==== DOCUMENT EXTRACT ====

That's terrible and very frustrating to say the least. Has there been any further development on this issue?


----------



## ist12 (Apr 4, 2012)

Hi,

  	I think, I am experiencing the same problem with Inglot. Last week, I ordered 5 eyeshadows, a palette and two other things. I just got purchase confirmation and they charged my card. I did not get any information about shipping (tracking no, estimated date or any other update etc.) I wrote to [email protected]  to ask about current status and called same number. Nobody has answered to me. After reading this post, I am getting more concerned. What should I do? or Who should I call?


  	Thanks for sharing this.


----------



## smurf106 (Apr 11, 2012)

Aghhh!! I'm not the only one??! Now I'm REALLY upset. Same thing! I ordered 17 shadows, a loose pigment, and a freedom palette on March 28th and thank goodness I just made the big haul purchase because I will probably never order from them again. I have yet to hear a thing since. It's really upsetting that Inglot is competent enough to charge your card at the time you place the order, but they can't even communicate with their customers. I sent them an email and got the automatic message from the website that I would be contacted within 12-24 hours. Bologna!!!! The New York office telephone number- the 855-672-7124? Did anyone actually manage to get results from that number then? I just want to write to them and tell them that they are LOSING CUSTOMERS with this awful awful service.


----------



## jaylilee (May 19, 2012)

This sounds like more like an employee who didn't want to go the extra mile for the customer then didn't want to be fired for giving the horrible service, rather than a reflection of the company as a whole.

  	I placed my order three days ago and got a call the next day from the new york office (number should start with 212, by the way, not 855, from what appeared on my caller id), and it was an employee who first pointed out to me that one of my shadows was not in stock and if i wanted to replace it with something else? Also, if i wanted my two orders combined (i had placed an order that got free ground shipping, then went and bought more shadows to complete my palette and had it second day shipping).. she kindly offered to place my first order with my second one so both would arrive earlier for me.

  	Said employee also patiently waited for around 15 minutes while I made up my mind as to what the shadow was, gave me a free eyeshadow because I had apparently ordered 19 and she wanted the palette to arrive to me complete, and sent me 2 free samples, all without being requested to do so.

  	I am the type of person to always give a company a second chance, and my experience with inglot from the get go has been phenomenal. So if I were you I would call them and write them, because it is definitely in the customer's right to complain when the service you pay for is not delivered... but do not write them off entirely because of one careless employee. just my two cents.

==== EXTRACTED INFORMATION ====

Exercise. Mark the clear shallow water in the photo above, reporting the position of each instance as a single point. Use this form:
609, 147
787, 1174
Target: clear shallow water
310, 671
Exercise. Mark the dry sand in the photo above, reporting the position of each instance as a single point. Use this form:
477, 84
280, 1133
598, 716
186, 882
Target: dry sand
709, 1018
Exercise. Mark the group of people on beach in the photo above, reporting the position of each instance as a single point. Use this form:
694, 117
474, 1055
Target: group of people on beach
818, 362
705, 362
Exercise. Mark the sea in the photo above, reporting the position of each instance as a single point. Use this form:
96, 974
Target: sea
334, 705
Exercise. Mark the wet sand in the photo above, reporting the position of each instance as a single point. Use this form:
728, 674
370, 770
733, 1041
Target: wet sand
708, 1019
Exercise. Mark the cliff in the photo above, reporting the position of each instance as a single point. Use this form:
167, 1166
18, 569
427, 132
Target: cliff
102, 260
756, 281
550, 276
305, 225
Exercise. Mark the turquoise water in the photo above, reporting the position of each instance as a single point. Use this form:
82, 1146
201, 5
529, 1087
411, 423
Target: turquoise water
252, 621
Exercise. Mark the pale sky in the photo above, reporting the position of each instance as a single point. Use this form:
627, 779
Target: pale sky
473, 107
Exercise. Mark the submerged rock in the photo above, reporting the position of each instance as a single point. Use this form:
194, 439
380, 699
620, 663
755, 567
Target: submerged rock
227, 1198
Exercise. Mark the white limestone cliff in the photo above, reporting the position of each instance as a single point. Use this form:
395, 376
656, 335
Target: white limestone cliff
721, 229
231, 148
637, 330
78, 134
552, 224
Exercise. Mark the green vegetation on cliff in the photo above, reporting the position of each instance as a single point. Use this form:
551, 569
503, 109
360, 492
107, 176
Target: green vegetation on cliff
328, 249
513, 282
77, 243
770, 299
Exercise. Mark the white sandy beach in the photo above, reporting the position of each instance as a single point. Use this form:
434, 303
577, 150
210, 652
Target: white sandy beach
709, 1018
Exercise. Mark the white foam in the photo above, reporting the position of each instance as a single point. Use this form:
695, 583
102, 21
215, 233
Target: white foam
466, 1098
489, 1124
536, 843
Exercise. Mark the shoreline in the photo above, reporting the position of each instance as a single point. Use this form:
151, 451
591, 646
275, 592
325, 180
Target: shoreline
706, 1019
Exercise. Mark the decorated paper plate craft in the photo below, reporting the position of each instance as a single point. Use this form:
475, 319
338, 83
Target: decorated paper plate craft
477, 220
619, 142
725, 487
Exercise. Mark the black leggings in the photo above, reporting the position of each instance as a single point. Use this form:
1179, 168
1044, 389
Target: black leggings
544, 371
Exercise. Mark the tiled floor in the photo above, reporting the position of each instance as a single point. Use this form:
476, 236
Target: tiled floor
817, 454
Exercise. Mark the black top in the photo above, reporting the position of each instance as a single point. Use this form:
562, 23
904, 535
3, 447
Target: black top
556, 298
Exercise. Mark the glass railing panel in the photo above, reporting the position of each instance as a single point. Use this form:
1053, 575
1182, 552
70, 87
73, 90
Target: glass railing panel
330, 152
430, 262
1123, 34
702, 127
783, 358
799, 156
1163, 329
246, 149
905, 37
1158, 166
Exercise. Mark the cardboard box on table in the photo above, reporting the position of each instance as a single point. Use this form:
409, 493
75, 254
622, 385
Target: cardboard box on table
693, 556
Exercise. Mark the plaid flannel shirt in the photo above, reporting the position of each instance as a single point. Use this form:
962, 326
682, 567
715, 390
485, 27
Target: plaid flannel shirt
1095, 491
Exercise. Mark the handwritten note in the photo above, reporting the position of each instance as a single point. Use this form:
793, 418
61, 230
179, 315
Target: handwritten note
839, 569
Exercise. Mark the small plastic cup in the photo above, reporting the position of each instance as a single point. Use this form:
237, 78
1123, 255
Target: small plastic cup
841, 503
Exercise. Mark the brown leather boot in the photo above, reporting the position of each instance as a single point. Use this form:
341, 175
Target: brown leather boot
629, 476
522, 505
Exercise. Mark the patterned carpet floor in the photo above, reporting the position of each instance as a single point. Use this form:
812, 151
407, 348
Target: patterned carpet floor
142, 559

====

[EXERCISE OBJECTIVE] Give every username that heads a post in the forum thread about Inglot orders, along with the date shown beside it. The records come from a different source than the forum thread.

[RESPONSE]
ist12 (Apr 4, 2012)
smurf106 (Apr 11, 2012)
jaylilee (May 19, 2012)